● Records shown:
━━━━━━━━━━━━━━━━━━━━━━━━━━━━━━

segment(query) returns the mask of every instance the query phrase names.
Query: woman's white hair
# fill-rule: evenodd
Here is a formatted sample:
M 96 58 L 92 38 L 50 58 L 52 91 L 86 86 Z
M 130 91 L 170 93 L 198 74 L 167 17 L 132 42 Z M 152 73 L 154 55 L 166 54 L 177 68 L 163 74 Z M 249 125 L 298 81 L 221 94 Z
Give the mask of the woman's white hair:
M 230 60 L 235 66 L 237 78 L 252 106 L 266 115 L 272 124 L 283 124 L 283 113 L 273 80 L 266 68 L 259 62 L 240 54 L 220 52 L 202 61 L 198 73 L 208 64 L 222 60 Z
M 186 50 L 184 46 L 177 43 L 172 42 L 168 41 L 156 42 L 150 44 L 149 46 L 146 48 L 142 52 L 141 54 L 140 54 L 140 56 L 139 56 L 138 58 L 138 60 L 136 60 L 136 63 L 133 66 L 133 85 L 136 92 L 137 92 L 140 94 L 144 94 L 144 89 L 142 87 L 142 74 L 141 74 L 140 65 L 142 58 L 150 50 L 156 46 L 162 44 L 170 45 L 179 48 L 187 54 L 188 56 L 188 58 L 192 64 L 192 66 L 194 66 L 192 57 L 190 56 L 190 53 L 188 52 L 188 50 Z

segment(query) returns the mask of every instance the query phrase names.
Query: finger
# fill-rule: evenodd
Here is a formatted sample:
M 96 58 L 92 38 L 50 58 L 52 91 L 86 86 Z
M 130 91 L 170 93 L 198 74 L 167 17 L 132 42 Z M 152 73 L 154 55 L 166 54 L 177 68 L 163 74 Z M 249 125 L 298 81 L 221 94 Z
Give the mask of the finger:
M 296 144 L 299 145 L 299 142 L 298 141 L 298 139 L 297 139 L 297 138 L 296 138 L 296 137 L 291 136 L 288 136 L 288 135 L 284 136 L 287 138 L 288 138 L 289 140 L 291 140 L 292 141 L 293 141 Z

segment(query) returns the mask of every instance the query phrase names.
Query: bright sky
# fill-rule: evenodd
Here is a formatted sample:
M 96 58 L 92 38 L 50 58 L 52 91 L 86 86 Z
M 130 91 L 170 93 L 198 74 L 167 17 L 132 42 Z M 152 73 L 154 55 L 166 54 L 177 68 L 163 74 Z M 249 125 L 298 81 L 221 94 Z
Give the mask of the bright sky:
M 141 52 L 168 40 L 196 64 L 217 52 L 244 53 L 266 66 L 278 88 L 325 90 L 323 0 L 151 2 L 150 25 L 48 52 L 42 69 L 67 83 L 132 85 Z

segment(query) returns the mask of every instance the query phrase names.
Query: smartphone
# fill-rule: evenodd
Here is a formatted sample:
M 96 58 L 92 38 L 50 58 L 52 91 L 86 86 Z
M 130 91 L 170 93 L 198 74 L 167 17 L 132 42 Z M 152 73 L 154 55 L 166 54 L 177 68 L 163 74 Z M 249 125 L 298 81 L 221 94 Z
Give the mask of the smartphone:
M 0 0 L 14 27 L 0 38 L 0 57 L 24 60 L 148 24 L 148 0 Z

━━━━━━━━━━━━━━━━━━━━━━━━━━━━━━

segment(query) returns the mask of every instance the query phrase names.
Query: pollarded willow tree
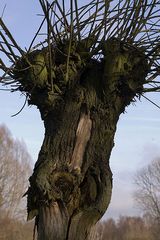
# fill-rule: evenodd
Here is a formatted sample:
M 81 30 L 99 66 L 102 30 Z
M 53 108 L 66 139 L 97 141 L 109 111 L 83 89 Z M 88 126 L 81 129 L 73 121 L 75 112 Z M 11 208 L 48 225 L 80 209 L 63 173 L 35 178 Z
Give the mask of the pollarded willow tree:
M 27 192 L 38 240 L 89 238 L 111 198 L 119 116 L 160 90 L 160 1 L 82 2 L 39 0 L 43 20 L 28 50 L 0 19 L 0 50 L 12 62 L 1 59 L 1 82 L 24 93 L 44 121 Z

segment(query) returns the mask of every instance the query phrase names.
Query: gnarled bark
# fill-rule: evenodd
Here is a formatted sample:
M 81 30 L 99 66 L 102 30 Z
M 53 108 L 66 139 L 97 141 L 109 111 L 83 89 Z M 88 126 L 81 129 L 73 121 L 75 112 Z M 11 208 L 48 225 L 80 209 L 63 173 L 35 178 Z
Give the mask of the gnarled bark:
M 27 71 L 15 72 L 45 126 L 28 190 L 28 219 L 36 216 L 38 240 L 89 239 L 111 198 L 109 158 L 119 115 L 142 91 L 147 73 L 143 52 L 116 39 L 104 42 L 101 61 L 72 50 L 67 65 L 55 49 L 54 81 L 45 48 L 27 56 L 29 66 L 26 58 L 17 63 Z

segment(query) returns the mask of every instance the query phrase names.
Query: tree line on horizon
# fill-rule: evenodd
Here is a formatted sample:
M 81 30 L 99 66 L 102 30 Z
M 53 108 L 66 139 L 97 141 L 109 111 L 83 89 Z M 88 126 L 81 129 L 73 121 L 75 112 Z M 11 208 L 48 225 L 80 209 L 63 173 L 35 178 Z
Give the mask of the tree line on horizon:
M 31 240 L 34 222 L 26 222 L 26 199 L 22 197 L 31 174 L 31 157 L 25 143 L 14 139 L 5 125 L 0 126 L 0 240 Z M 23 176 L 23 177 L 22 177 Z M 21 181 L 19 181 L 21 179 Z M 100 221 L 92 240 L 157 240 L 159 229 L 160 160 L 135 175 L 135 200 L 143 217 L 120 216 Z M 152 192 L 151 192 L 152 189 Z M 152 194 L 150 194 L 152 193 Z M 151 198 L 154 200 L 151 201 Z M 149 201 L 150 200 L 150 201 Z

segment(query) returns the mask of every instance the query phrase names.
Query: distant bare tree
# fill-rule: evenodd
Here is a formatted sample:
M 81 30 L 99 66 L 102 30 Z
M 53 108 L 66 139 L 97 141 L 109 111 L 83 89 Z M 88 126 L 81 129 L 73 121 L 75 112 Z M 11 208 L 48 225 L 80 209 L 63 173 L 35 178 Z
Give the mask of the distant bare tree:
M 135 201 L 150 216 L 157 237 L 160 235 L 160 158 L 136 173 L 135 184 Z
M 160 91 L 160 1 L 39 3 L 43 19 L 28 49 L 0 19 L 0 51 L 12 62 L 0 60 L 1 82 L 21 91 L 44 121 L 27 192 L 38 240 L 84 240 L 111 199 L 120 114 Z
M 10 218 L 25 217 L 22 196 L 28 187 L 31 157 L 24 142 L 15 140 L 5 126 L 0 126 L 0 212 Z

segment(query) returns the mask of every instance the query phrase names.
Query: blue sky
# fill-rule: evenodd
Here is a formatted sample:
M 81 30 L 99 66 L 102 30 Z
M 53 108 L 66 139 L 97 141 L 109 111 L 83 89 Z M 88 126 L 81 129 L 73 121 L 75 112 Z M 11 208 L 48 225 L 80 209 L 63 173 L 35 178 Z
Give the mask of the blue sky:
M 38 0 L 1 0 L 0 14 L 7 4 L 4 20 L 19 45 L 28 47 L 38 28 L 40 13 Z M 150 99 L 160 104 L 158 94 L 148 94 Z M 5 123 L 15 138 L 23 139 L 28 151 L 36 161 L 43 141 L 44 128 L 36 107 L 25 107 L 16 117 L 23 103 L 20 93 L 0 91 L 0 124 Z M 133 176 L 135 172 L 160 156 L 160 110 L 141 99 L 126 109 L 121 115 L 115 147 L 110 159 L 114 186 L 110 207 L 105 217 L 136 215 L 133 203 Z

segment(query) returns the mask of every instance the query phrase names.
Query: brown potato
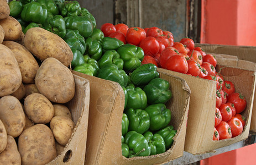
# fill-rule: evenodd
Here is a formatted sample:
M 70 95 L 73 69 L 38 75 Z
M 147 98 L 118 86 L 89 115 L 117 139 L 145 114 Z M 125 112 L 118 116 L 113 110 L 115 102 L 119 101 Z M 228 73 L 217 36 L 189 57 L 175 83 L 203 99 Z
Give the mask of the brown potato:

━━━━━━━━━━━━━━━━━━━━━━━━━━━━━━

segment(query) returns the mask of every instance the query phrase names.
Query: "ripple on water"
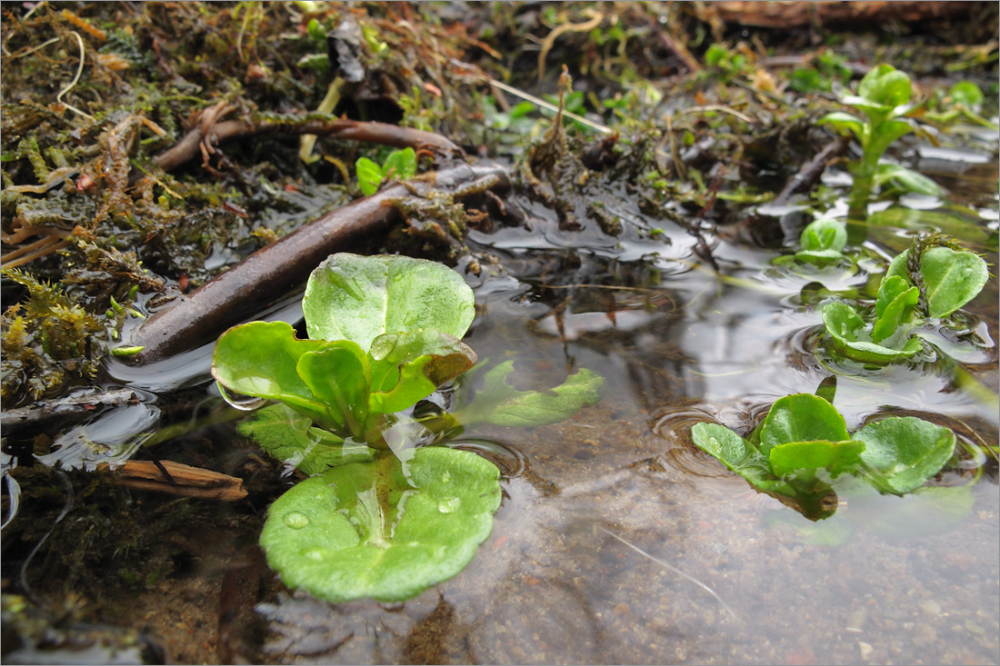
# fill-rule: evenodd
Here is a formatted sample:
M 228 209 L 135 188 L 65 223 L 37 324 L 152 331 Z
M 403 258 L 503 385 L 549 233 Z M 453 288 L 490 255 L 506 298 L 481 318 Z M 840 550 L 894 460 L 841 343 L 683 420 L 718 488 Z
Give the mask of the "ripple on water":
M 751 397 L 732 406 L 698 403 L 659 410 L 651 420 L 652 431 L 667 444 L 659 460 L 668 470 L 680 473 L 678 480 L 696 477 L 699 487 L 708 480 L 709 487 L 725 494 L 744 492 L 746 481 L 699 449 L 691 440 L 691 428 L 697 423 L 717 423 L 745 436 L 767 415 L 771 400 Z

━━━━━━━━━━━━━━━━━━━━━━━━━━━━━━

● What is asked:
Find each line in the entries above that contains the word "bare", and copy those lines out.

● Answer in full:
Query: distant bare tree
Give the mask of the distant bare tree:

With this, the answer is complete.